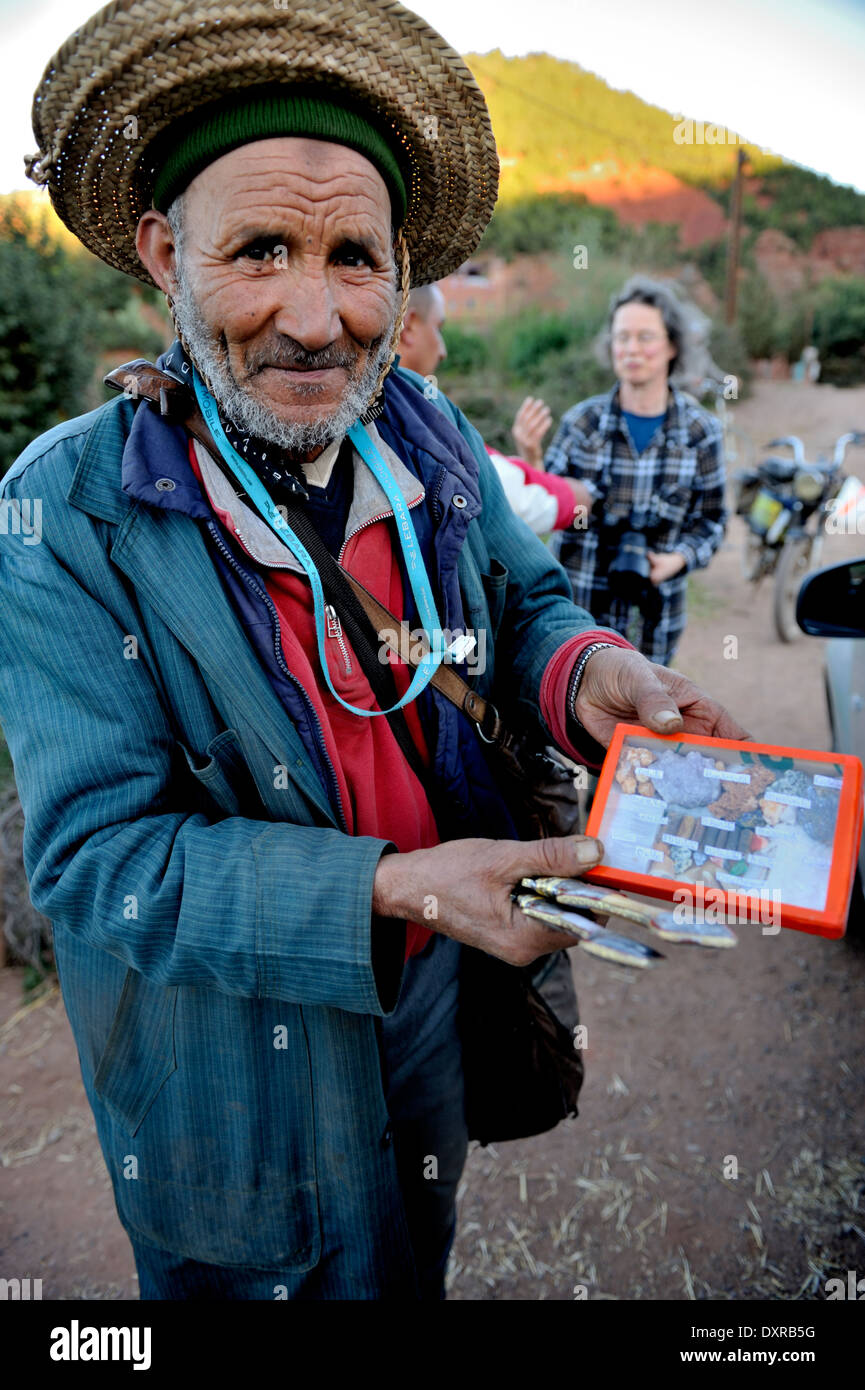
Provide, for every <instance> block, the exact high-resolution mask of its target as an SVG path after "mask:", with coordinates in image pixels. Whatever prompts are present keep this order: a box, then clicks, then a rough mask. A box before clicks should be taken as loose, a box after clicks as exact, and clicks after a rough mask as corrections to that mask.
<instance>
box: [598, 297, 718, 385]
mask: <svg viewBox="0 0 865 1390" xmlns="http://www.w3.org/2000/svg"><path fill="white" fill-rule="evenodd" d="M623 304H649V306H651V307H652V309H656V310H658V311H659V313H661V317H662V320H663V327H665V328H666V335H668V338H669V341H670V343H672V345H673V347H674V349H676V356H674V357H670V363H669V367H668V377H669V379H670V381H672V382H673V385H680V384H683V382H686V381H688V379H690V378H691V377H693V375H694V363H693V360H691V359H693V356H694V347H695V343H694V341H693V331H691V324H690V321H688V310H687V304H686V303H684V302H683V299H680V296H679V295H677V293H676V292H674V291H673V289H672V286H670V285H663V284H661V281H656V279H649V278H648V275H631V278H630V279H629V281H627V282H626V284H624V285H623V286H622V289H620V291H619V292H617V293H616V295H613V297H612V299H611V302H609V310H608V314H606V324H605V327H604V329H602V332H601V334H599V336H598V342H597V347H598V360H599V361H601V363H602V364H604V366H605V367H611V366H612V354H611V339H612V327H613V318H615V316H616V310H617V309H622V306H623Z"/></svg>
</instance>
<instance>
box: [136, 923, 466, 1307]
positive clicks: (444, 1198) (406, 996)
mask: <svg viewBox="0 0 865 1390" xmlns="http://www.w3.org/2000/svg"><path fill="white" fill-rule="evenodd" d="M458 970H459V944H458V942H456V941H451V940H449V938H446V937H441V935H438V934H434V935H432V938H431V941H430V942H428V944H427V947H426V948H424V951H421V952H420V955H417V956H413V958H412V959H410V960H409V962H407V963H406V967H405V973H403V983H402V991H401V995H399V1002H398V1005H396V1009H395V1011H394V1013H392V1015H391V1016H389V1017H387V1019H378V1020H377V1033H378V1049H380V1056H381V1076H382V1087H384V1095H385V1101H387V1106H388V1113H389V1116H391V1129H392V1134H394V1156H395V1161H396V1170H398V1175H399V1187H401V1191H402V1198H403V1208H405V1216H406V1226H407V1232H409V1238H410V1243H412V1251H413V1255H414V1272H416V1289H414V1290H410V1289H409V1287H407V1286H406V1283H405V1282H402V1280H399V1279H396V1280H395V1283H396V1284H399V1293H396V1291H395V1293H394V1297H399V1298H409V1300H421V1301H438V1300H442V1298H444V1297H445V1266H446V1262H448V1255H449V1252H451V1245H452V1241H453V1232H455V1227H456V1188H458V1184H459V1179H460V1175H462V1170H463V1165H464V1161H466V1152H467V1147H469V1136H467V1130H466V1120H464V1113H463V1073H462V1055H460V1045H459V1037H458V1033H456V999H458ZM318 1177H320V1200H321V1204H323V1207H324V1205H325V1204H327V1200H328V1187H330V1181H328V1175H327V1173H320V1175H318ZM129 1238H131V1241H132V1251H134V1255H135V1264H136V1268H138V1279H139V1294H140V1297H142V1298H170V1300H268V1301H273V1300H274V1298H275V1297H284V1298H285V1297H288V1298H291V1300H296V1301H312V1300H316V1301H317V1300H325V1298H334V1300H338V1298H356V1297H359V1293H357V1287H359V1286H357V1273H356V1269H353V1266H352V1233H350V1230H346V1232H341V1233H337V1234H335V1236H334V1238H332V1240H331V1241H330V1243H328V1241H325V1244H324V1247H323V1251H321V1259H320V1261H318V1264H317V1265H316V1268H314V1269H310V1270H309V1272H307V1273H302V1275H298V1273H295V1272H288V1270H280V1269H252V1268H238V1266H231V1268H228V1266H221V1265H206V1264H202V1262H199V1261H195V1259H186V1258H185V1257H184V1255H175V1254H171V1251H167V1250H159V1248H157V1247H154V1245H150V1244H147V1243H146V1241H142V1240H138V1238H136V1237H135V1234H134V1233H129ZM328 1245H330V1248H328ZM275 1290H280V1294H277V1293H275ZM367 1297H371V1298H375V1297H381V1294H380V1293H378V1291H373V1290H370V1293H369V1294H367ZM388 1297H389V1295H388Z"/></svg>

§

*Exercise goal:*
Note every line in the material with "clicks" and copy it.

*Reply:*
Provide, for every <instance> block, the exact high-resolution mask of its target as an SVG path after "mask:", with coordinates in image pixels. Whatever prompts are present keep this order: a box, then clicks, then a rough mask. A box before clicks should be taken as loose, a box after clicks as exact, and clicks after a rough mask as corrections to that mask.
positive clicks: (444, 1198) (406, 996)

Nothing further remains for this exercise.